Work required: Return the passage of the text on grain sizes and ice abundances from "Similar to Fig." to "a detailed description.", copied word for word.

BEGIN Supplied text

Similar to Fig. 2, but for 20 AU, and starting with atomic initial abundances. The converged (conv) grain size at 20 AU is 7.11 μm (see Table 1). We refer to the caption of Fig. 2 for a detailed description.

3.7 Initial atomic abundances at 20 AU and 25 K

Figure 7 shows the evolution for a start with atomic abundances at 25 K. Like the situation in Sect. 3.6, H2O ice and CO2 ice are the dominant carriers of С and О throughout the evolution for the fiducial grain size, as shown in the top panel. Interestingly, for the larger grain size choices in the middle and bottom panels, the abundance of H2O ice decreases more and more with longer evolution time, whereas CO2 ice experiences an abundance increase for all larger grain size choices, with the abundance growing larger with evolution time. After 0.5 Myr of chemical evolution, the abundances of these two ices are roughly equivalent (both at ~2 × 10−4 with respect to H) and stay so until 5 Myr of evolution. For the scenarios with varying grain sizes (vary) and constant grain size at 1 micron (1em4), CO2 is more abundant (by 50–100%) than H2O ice from 0.5 Myr of evolution and onwards.

While the О providing the increase in the CO2 ice abundance comes mainly from a smaller production of H2O ice for larger grain size choices than the fiducial, the middle and bottom panels show that the С carried in the CO2 ice for the larger grain size choices is a result of a lower production of CO gas, CH4 ice, CH3OH ice, C2H6 ice, and HCN ice. That is to say, for larger grain size choices than the fiducial, H2O ice and CO2 ice become the by far dominant carriers of С and O. They account for about 99% of both elements.

For varying grain sizes in the middle panel, N is processed more into NH3 ice and HCN ice with a lower production of N2 gas than in the fiducial case. For all other larger grain size choices, HCN ice is lower in abundance than the two other species, and especially N2 gas increases in abundance, but NH3 ice increases less strongly. For grain size choices larger than 10 microns (1em3), N2 gas is the most abundance N-carrying species until ~2 Myr of evolution, after which point NH3 ice is the most abundant.

END Supplied text
BEGIN Records

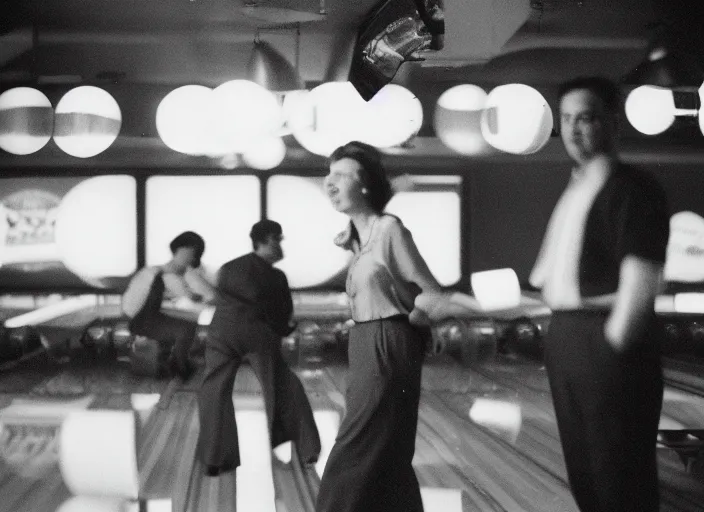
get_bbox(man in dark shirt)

END Records
BEGIN Records

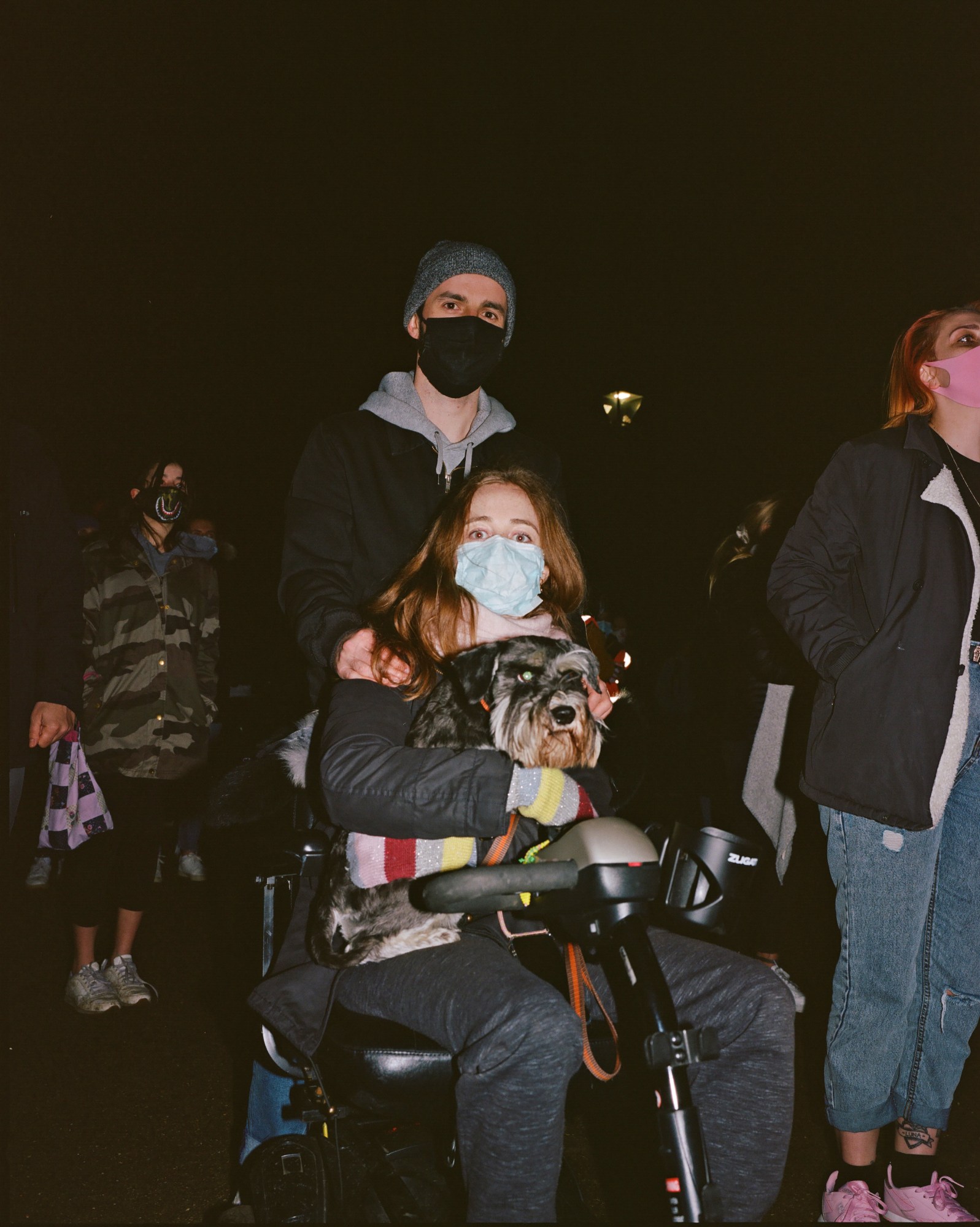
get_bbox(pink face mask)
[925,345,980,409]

END Records

Task response:
Similar to Fig. 2, but for 20 AU, and starting with atomic initial abundances. The converged (conv) grain size at 20 AU is 7.11 μm (see Table 1). We refer to the caption of Fig. 2 for a detailed description.